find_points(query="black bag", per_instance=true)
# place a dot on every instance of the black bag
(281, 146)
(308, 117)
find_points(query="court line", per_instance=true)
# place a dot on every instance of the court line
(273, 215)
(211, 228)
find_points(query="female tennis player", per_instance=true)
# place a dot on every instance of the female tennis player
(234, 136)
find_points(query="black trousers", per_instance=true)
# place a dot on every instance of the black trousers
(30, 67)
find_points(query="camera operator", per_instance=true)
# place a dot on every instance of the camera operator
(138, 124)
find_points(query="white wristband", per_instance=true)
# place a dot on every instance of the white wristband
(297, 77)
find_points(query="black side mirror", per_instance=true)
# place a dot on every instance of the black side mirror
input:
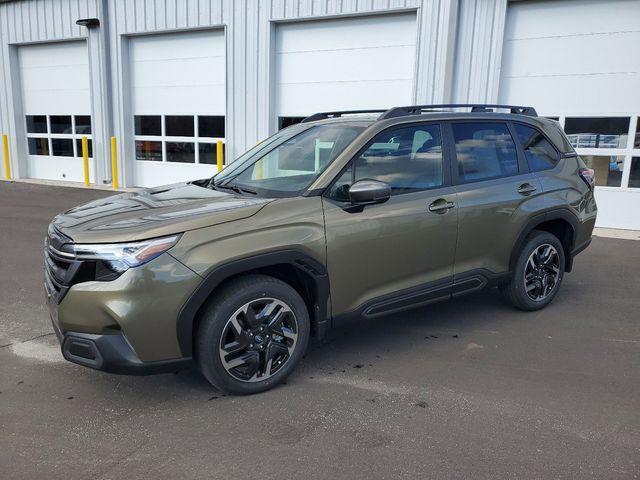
(367, 192)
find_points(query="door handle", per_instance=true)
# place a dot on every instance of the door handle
(526, 189)
(440, 206)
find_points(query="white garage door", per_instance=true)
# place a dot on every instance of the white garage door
(355, 63)
(579, 61)
(178, 92)
(57, 106)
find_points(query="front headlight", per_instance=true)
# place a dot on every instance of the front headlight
(118, 257)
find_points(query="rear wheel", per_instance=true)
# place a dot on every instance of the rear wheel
(253, 333)
(538, 272)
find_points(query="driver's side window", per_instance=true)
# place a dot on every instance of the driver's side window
(409, 159)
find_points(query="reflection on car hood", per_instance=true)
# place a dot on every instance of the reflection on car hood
(154, 212)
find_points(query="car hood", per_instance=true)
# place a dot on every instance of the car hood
(154, 212)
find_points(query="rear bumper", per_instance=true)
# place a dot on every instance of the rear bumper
(112, 353)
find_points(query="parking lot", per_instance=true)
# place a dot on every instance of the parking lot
(467, 389)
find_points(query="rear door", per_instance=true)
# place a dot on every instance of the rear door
(496, 195)
(400, 253)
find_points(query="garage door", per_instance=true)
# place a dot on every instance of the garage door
(178, 92)
(579, 61)
(355, 63)
(56, 104)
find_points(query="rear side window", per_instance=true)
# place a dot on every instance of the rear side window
(484, 151)
(538, 151)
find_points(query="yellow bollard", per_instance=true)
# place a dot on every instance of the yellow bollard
(114, 164)
(85, 160)
(219, 155)
(5, 147)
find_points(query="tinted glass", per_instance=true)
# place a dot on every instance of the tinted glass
(36, 124)
(608, 169)
(284, 122)
(634, 177)
(297, 159)
(83, 124)
(38, 146)
(89, 147)
(182, 152)
(211, 126)
(179, 126)
(539, 153)
(605, 132)
(208, 153)
(484, 150)
(62, 147)
(60, 124)
(147, 150)
(409, 159)
(147, 125)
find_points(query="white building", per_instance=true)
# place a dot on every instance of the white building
(169, 78)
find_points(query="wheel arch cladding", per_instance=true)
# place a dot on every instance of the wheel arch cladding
(560, 222)
(304, 274)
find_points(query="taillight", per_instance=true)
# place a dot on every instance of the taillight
(589, 176)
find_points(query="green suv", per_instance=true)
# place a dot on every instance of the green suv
(360, 213)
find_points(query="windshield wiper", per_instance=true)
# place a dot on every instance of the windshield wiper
(235, 188)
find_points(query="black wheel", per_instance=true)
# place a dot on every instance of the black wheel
(538, 272)
(253, 333)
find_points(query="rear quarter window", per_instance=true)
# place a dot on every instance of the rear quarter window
(538, 151)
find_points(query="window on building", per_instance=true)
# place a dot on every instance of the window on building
(178, 138)
(538, 151)
(592, 132)
(484, 150)
(409, 159)
(284, 122)
(608, 169)
(634, 175)
(58, 135)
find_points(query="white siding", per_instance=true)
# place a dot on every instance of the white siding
(573, 56)
(353, 63)
(55, 78)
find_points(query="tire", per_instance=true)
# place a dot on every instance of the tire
(519, 291)
(248, 321)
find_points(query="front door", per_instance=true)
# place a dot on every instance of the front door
(400, 253)
(496, 196)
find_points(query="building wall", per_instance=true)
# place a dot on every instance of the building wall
(249, 27)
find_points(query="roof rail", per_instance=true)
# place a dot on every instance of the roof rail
(475, 107)
(324, 115)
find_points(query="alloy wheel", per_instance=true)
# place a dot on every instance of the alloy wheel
(258, 340)
(542, 272)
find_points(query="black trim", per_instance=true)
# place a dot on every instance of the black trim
(408, 298)
(580, 248)
(475, 108)
(421, 295)
(113, 354)
(302, 262)
(561, 213)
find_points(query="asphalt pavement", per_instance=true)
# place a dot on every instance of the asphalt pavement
(468, 389)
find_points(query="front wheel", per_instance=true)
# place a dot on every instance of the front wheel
(538, 272)
(253, 333)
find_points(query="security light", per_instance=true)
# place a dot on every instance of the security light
(88, 22)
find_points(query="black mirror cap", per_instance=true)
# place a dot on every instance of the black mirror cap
(365, 192)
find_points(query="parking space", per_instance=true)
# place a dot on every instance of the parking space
(467, 389)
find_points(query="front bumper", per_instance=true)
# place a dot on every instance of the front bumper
(112, 353)
(127, 325)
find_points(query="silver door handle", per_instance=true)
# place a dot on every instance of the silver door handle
(440, 206)
(526, 189)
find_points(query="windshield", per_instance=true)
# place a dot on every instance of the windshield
(288, 162)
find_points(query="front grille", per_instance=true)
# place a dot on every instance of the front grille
(59, 266)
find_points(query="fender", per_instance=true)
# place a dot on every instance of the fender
(561, 213)
(308, 266)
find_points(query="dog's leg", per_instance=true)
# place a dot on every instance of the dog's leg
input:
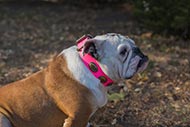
━━━━━━━━━━━━━━━━━━━━━━━━━━━━━━
#### WHAT THE TASK REQUIRES
Pull out every line above that contains the word "handle" and list them in their original order.

#### RESPONSE TO THIS EXERCISE
find_points(query="door handle", per_instance=true)
# place a dot on every instance of the door handle
find_points(query="silver door handle", per_instance=true)
# place a dot on every instance of the silver door handle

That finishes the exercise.